# CONSIGNE
Poursuivez l'extrait de l'arrêt R. c. Bissonnette portant sur l'article 12 de la Charte, en reprenant après sa dernière phrase.

# EXTRAIT CITÉ

R. c. Bissonnette, 2022 CSC 23

La dignité humaine transcende les intérêts individuels et concerne la société en général.

[5] L’article 12 de la Charte confère une protection contre les peines et traitements cruels et inusités. Fondamentalement, cette disposition a pour objet de protéger la dignité humaine et d’assurer le respect de la valeur inhérente à chaque personne. Notre Cour a récemment affirmé, dans un contexte différent, que la dignité humaine transcende les intérêts individuels et concerne la société en général (Sherman (Succession) c. Donovan, 2021 CSC 25, par. 33). En ce sens, la portée du présent pourvoi dépasse largement les faits qui lui sont propres.

[9] Pour assurer le respect de la dignité inhérente à chaque individu, l’art. 12 de la Charte commande que le Parlement laisse entre-ouverte la porte donnant accès à la réhabilitation, et ce, même dans les situations où cet objectif revêt une importance secondaire. Sur le plan pratique, cela signifie que tout détenu doit bénéficier d’une possibilité réaliste de demander la libération conditionnelle à tout le moins avant l’expiration d’un temps d’épreuve de 50 ans, lequel correspond à la période d’inadmissibilité minimale résultant de l’exercice du pouvoir discrétionnaire du tribunal en vertu de la disposition contestée en cas de meurtres au premier degré.

# DONNÉES ENREGISTRÉES
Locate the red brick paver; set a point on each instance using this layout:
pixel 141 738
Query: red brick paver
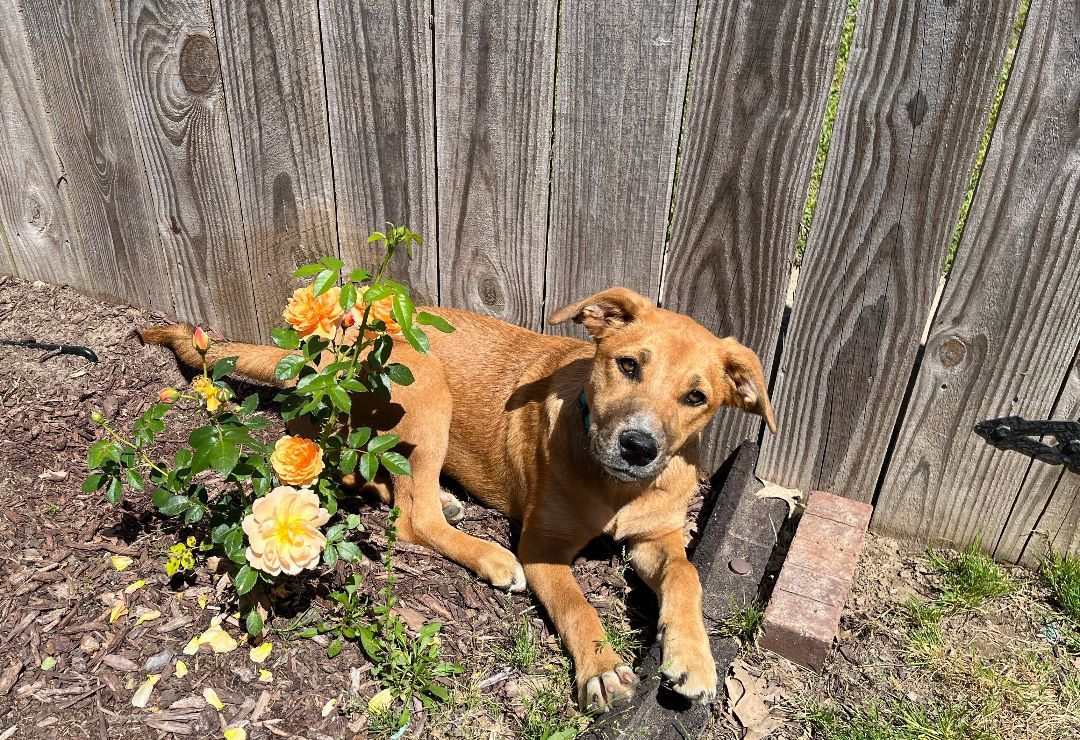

# RÉPONSE ATTENDUE
[45] Avant d’entreprendre l’analyse fondée sur l’art. 12, un survol des objectifs de la peine s’impose pour trancher le litige dont notre Cour est saisie. En droit canadien, le prononcé des peines a pour objectif essentiel de protéger la société et de contribuer, parallèlement à d’autres initiatives de prévention du crime, au respect de la loi et au maintien d’une société juste, paisible et sûre par l’infliction de sanctions justes qui visent un ou plusieurs objectifs, dont la dénonciation, la dissuasion et la réinsertion sociale, sur lesquels il convient de se pencher (art. 718 C. cr.).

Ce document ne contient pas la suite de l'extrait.